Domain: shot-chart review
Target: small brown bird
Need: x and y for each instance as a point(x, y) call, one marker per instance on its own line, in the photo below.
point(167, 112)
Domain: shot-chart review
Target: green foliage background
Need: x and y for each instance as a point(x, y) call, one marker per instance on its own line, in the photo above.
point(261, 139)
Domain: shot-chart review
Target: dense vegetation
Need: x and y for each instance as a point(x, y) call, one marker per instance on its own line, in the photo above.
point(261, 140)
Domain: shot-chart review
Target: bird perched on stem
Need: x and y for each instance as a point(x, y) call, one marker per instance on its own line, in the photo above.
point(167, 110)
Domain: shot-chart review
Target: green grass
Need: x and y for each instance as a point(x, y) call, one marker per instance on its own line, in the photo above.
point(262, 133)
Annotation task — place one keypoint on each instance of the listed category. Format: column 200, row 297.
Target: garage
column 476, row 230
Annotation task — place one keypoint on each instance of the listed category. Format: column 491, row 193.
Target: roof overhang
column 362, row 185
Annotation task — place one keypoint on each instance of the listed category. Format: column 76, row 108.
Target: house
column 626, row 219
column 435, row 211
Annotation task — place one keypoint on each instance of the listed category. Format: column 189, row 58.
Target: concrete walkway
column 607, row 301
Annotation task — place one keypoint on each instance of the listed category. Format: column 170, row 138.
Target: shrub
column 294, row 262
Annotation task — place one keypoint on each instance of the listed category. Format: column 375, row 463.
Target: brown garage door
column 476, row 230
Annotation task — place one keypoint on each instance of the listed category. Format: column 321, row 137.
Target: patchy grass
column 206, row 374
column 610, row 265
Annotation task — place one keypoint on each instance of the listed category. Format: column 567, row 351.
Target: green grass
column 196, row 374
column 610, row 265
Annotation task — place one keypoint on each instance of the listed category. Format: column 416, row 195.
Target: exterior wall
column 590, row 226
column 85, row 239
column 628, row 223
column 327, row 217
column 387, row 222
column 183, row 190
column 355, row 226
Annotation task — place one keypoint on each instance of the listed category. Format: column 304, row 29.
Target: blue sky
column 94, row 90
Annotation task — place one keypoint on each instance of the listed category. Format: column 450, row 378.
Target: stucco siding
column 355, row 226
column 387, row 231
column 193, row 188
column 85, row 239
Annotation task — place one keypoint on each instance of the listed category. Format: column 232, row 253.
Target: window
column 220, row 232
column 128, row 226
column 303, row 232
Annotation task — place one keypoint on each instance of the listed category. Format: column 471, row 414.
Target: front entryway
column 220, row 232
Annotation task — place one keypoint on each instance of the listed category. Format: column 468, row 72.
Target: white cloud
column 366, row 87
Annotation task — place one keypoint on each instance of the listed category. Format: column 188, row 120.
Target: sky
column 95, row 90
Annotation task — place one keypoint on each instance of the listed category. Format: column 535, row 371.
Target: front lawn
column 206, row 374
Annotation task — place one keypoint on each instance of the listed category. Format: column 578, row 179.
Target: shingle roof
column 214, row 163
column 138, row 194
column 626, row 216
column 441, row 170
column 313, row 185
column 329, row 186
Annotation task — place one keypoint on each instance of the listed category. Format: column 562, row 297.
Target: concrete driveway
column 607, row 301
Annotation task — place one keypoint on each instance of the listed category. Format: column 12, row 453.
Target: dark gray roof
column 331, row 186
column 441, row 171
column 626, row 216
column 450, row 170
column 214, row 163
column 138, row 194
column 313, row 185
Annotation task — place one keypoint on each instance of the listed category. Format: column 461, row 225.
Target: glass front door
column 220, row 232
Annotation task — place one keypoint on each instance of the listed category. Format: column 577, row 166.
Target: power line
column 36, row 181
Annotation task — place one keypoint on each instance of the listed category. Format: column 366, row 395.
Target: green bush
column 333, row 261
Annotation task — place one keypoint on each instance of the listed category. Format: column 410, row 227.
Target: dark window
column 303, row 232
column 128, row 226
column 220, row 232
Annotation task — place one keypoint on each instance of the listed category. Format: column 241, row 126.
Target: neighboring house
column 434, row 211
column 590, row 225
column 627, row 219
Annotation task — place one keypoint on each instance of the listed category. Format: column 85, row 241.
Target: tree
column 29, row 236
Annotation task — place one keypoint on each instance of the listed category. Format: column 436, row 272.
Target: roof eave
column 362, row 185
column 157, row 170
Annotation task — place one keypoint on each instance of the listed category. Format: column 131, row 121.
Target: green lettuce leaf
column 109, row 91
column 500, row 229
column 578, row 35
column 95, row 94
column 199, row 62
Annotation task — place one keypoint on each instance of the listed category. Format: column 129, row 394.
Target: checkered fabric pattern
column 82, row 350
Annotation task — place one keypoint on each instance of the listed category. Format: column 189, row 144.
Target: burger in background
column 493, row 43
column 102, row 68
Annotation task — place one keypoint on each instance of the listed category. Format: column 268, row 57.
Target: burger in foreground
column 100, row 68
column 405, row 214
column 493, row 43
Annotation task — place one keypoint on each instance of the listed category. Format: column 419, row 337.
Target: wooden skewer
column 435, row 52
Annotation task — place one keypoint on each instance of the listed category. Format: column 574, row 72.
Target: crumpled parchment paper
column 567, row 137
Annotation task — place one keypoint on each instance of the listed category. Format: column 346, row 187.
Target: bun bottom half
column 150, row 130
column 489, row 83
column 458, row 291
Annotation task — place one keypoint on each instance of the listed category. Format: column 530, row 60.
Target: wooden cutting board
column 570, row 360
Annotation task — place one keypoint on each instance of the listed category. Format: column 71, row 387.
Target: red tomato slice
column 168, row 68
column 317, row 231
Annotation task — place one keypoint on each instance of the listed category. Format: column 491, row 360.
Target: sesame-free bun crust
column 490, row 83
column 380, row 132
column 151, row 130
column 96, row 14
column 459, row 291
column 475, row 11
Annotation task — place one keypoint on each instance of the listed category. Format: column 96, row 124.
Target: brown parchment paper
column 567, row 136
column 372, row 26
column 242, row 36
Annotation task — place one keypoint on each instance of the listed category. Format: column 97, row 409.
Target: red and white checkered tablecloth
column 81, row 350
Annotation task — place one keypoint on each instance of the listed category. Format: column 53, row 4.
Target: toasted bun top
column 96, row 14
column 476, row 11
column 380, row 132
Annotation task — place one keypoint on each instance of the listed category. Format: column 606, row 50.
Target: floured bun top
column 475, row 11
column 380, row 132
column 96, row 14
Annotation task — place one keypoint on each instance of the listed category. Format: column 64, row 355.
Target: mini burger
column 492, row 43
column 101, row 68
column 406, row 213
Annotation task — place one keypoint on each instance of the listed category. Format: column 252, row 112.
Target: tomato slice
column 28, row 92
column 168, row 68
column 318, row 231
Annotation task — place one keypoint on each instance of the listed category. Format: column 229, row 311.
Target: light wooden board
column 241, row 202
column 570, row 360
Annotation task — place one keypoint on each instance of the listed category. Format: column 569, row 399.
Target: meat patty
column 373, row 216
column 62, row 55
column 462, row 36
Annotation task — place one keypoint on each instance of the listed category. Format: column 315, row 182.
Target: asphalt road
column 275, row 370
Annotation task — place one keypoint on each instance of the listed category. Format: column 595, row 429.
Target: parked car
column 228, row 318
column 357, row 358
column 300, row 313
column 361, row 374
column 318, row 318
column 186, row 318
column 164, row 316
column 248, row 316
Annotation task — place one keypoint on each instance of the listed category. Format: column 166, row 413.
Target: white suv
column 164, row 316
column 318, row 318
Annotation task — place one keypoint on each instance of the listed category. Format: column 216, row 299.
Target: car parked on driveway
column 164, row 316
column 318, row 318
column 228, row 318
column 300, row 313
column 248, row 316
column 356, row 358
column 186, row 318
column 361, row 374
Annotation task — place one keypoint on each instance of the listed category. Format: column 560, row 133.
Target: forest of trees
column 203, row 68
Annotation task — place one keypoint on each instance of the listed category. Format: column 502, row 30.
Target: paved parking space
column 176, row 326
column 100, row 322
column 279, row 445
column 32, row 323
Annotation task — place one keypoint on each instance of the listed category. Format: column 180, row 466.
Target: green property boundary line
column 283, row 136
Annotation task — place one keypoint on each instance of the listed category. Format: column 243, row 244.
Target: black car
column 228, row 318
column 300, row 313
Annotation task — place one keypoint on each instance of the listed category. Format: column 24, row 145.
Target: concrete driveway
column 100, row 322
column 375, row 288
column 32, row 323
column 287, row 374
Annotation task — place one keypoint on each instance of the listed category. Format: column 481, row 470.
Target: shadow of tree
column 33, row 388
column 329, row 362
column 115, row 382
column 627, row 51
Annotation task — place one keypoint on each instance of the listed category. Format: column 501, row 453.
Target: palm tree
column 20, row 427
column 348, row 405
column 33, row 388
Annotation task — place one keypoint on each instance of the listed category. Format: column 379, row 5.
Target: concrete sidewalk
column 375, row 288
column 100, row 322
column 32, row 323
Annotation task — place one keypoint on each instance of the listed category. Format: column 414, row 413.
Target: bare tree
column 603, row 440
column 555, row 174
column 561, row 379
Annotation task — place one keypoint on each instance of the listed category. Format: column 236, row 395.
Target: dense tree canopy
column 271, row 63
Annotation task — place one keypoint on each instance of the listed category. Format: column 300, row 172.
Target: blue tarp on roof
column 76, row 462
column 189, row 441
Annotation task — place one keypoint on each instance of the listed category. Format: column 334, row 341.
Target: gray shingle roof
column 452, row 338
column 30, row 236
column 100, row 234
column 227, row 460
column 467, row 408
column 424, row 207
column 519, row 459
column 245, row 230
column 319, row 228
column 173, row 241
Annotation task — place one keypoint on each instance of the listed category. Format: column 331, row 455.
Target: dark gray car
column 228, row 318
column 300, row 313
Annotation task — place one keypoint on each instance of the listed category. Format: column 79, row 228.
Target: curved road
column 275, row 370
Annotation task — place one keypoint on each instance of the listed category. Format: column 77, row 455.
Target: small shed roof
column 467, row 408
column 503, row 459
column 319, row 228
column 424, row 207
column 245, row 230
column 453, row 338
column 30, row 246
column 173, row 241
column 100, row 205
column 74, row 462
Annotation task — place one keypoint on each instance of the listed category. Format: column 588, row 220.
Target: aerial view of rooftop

######

WHAT YOU SHOULD DO | Rewrite the records from the very first line down to and including the line with "point(167, 112)", putting "bird photo review" in place of "shot-chart review" and keeping everything else as it is.

TASK OUTPUT |
Domain: bird photo review
Target: small brown bird
Need: x and y for each instance as a point(x, y) call, one marker per instance on its own line, in the photo below.
point(167, 112)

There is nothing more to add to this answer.